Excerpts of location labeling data
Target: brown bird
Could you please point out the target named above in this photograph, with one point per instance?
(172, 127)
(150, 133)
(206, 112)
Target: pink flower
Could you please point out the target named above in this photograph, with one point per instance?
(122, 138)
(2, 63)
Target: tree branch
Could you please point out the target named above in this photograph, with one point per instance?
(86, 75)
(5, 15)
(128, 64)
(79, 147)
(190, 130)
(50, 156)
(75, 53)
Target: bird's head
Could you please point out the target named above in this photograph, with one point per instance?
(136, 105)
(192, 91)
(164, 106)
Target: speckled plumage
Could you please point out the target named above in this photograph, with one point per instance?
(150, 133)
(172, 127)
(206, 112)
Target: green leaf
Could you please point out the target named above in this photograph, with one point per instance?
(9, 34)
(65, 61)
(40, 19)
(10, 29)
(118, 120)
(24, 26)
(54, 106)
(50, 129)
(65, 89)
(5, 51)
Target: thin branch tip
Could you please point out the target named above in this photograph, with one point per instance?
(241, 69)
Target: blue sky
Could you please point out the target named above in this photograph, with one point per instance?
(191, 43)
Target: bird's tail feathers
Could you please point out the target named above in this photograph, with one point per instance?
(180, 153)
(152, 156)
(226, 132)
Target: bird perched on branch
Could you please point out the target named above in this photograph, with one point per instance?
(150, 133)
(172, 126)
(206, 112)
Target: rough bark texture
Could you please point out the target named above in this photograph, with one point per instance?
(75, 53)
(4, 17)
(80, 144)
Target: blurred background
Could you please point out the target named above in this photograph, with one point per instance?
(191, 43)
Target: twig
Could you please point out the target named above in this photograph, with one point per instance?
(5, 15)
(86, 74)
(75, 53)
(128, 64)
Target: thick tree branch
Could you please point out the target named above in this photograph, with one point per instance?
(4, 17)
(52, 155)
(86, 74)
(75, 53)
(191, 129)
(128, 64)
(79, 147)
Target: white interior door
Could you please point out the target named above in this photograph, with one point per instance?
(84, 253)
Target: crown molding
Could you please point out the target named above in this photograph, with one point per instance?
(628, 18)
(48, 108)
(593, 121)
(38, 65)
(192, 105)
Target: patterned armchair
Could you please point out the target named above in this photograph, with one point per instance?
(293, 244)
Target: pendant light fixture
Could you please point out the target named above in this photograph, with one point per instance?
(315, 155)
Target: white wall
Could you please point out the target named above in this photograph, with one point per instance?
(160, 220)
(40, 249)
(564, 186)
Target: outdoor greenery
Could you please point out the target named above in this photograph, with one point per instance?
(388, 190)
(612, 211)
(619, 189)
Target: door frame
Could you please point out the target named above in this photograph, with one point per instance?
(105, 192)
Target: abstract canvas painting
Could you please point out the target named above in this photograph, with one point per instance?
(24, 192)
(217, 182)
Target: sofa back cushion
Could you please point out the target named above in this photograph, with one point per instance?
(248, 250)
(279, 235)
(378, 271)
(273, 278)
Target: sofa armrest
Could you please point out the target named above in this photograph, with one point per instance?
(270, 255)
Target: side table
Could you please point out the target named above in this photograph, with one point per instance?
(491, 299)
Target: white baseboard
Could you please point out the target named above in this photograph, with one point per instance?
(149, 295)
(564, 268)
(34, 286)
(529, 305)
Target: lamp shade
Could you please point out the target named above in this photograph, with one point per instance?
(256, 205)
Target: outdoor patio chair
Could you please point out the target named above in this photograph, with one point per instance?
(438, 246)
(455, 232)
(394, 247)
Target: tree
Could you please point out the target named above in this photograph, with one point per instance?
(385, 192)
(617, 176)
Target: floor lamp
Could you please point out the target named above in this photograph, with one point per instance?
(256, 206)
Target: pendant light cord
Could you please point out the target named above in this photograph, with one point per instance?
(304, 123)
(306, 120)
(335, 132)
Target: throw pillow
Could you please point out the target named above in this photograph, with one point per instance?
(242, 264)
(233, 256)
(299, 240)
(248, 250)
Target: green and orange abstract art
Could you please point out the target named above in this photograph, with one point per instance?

:: What to produce ::
Would you give again, word for word, every line from the one with "Target: outdoor greenery" through the final line of the listing above?

:: Task answer ::
Target: outdoor greenery
Could you please point out the target named above in this photograph, with one point per instance?
(388, 190)
(612, 211)
(619, 189)
Target: door frame
Could you please point out the target named above in this photograph, with one point per instance?
(105, 192)
Target: abstract canvas painting
Could you please point out the target named above in this photograph, with one point per instance?
(24, 192)
(217, 182)
Target: sofa back cushion
Could you please point out the target named above in this photograph, with one point per instance?
(248, 250)
(279, 235)
(378, 271)
(273, 278)
Target: sofa armrest
Could you please point out the target named above in this photograph, with one point per instance?
(270, 255)
Target: side table
Could you please point out the target named above in this photograph, with one point per instance?
(491, 299)
Target: white baseboard
Could you please point out the target named above in this photograph, with one point per instance?
(149, 295)
(564, 268)
(34, 286)
(529, 305)
Target: lamp shade
Could you please point out the target named above in this photograph, with one point per instance?
(256, 205)
Target: outdoor patio chair
Could you please point out the target named above in this photograph, with one point per instance?
(438, 246)
(455, 232)
(394, 247)
Target: tree
Could you please point out the target named above in this photograph, with one point per instance?
(385, 192)
(617, 176)
Target: floor lamp
Could you please point out the target named above in this photograph, with one point per instance?
(256, 206)
Target: pendant light cord
Could you please point out the target named above in this photograph, with one point per instance?
(304, 123)
(306, 120)
(335, 132)
Target: throw pillow
Could you please point out the target named above in this photograph, with one point per instance?
(242, 264)
(233, 256)
(299, 240)
(248, 250)
Target: green and orange abstract art
Could you please point out the target named above in this photograph, with one point per instance?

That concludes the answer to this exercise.